In the records below, tally each line that contains the word "instance" and give the total only.

### DATA
+++
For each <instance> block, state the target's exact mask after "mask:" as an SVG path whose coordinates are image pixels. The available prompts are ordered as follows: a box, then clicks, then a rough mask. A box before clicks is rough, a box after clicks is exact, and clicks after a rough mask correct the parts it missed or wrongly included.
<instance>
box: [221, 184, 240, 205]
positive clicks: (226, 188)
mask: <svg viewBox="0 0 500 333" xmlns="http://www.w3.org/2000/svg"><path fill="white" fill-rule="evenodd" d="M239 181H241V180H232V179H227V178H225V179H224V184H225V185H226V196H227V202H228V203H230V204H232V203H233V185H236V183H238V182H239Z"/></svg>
+++
### REPLY
2